● TASK REQUIREMENTS
- 1) Please reproduce the passage of the California industrial decarbonization program text from "(ii) Electrify processes that" to "(iv) Increase energy efficiency.", word for word.
- 2) In the California industrial decarbonization program text, list every capability that subdivision (b)(2)(A) says an eligible project's technologies and equipment may have.

● TEXT BLOCK
------------------------
Article 2 - Industrial Decarbonization and Improvement of Grid Operations Program

California Public Resources Code — §§ 25662-25662.6

Sections (4)

Amended by Stats. 2025, Ch. 395, Sec. 7. (AB 1280) Effective January 1, 2026.

The commission shall establish and administer the Industrial Decarbonization and Improvement of Grid Operations Program to provide financial incentives for the implementation of eligible projects at eligible industrial facilities to provide significant benefits to the electrical grid, reduce emissions of greenhouse gases and health-harming pollutants, achieve the state’s clean energy goals, and exceed compliance requirements.

Amended by Stats. 2025, Ch. 395, Sec. 8. (AB 1280) Effective January 1, 2026.

(a)The commission may establish project and industrial facility eligibility guidelines for purposes of this article.
(b)The eligibility guidelines established pursuant to subdivision (a) shall be consistent with all of the following requirements:
(1)“Eligible industrial facility” shall include, but not be limited to, a facility involved with manufacturing, production, and processing of materials, such as chemicals, metals, food and beverages, and nonmetallic minerals, including cement, glass, electronics, and pharmaceuticals, and related support facilities.
(2)(A) “Eligible project” shall include, but not be limited to, the purchase and deployment of advanced technologies and equipment that is capable of doing at least one of the following:
(i)Enhance electrical grid reliability and enable industrial facility participation in utility load reduction programs, such as an emergency load reduction program.

(ii) Electrify processes that use gas or other fossil fuels to produce heat for industrial processes.

(iii) Incorporate energy storage, including thermal energy storage, or renewable energy resources.

(iv) Increase energy efficiency.

(v)Develop and deploy novel decarbonization technologies and strategies, including carbon capture of process emissions for use in products, such as carbonate mineralization and carbon curing of concrete that reduces or eliminates the emissions of greenhouse gases, except geologic storage.

(B) “Eligible project” shall not include a project to benefit an oil production, processing, or refining facility, to benefit a fossil gas production, processing, or refining facility, or to use captured carbon for enhanced oil and gas recovery.
------------------------
● SOURCE DATA
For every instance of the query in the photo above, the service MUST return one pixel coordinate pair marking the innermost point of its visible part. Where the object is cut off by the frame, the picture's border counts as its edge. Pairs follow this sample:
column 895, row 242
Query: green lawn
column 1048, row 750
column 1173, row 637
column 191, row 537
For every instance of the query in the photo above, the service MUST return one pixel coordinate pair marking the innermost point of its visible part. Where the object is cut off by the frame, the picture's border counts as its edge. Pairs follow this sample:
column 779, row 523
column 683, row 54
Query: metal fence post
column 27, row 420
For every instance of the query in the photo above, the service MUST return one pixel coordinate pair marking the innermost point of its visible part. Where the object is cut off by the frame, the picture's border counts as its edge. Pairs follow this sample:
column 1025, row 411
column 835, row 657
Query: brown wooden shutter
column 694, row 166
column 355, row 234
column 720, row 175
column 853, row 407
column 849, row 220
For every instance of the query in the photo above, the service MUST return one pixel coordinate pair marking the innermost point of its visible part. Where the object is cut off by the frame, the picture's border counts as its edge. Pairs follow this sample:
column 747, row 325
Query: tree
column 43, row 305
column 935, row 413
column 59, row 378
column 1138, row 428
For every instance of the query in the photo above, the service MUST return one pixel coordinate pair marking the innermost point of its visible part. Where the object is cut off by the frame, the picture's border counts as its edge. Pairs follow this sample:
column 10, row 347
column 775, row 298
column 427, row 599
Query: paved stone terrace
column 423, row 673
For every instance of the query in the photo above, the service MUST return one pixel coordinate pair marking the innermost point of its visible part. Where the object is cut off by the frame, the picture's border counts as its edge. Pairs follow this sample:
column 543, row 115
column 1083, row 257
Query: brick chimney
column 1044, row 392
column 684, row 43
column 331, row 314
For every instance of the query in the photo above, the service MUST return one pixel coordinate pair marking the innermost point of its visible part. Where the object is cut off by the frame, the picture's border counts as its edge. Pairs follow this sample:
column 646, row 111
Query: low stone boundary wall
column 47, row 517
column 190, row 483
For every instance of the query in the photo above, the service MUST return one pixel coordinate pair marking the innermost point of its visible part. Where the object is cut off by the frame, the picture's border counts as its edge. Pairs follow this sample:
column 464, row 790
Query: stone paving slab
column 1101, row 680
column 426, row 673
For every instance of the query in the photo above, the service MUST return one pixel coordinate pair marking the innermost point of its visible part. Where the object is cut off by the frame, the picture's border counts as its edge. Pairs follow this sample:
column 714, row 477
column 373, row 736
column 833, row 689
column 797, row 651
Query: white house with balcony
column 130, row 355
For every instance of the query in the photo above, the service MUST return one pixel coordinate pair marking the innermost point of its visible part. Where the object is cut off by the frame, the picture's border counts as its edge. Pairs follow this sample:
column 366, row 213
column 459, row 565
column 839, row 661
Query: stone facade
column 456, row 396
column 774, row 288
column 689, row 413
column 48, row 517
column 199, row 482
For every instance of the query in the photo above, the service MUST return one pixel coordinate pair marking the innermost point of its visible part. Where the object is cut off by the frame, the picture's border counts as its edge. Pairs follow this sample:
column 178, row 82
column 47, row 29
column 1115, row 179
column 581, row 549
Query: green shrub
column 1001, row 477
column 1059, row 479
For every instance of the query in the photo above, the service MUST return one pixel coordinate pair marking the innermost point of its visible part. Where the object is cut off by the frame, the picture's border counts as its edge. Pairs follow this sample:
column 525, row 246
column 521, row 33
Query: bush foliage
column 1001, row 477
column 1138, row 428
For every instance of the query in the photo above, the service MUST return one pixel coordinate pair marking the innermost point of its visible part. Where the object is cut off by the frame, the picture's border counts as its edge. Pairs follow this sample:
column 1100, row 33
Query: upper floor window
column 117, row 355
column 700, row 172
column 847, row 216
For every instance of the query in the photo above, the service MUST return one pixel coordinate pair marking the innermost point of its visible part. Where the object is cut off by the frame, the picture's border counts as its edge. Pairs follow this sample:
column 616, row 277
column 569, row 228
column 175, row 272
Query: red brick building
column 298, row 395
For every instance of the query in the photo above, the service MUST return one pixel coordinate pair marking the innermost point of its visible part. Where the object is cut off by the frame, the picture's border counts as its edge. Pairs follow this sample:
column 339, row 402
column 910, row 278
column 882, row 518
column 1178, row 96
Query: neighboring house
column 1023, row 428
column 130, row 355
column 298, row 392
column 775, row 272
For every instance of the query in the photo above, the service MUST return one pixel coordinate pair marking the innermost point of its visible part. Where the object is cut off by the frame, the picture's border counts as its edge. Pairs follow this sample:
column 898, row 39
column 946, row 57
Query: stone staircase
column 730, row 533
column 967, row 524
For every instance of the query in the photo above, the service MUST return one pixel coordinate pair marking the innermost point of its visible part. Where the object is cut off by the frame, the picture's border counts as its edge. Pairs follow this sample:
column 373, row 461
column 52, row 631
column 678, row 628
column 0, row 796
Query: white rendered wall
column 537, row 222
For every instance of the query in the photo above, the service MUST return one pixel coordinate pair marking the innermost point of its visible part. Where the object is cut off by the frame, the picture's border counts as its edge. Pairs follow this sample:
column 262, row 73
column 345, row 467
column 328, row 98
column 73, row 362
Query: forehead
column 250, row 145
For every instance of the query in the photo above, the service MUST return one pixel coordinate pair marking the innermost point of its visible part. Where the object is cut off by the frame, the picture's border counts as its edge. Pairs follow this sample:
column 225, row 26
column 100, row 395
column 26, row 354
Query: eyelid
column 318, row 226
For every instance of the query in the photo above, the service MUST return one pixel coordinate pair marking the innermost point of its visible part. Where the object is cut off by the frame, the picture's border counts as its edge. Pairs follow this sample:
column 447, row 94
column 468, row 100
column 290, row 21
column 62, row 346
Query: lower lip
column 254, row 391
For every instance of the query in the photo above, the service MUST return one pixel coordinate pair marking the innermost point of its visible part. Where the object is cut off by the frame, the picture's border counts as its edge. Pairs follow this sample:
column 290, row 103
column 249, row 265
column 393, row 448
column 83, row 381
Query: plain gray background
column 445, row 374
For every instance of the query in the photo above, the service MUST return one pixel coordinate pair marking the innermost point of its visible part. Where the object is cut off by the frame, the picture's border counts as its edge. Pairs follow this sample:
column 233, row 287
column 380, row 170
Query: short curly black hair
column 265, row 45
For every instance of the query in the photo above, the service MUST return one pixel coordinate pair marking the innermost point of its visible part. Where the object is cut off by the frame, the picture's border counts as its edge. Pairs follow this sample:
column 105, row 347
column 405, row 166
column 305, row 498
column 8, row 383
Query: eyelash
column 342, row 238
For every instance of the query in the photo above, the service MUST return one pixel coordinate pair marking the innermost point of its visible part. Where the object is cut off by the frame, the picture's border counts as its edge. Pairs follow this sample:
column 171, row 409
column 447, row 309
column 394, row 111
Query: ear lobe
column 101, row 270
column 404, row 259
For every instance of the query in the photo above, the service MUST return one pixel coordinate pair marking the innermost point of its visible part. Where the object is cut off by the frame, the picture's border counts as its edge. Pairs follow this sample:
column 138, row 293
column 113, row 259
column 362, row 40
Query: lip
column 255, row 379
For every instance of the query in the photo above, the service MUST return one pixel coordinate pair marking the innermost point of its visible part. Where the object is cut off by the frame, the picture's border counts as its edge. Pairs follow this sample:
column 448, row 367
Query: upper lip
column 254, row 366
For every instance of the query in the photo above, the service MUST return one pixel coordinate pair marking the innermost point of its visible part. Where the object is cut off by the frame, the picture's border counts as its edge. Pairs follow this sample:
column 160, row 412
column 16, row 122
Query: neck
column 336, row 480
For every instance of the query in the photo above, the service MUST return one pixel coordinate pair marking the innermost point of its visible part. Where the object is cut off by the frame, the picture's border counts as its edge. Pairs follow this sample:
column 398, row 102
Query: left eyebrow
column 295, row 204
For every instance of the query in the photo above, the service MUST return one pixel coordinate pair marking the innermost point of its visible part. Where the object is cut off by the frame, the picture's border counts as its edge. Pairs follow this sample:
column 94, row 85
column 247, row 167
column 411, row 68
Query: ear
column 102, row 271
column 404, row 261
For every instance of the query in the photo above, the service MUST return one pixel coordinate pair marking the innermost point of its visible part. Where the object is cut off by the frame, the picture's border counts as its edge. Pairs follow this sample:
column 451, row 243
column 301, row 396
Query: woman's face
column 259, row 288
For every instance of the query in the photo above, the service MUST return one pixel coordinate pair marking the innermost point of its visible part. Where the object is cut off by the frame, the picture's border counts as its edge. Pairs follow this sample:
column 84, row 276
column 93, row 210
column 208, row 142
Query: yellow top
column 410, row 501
------------------------
● SOLVED PROBLEMS
- 1)
(ii) Electrify processes that use gas or other fossil fuels to produce heat for industrial processes.

(iii) Incorporate energy storage, including thermal energy storage, or renewable energy resources.

(iv) Increase energy efficiency.

- 2)
1. Enhance electrical grid reliability and enable industrial facility participation in utility load reduction programs, such as an emergency load reduction program.
2. Electrify processes that use gas or other fossil fuels to produce heat for industrial processes.
3. Incorporate energy storage, including thermal energy storage, or renewable energy resources.
4. Increase energy efficiency.
5. Develop and deploy novel decarbonization technologies and strategies, including carbon capture of process emissions for use in products, such as carbonate mineralization and carbon curing of concrete that reduces or eliminates the emissions of greenhouse gases, except geologic storage.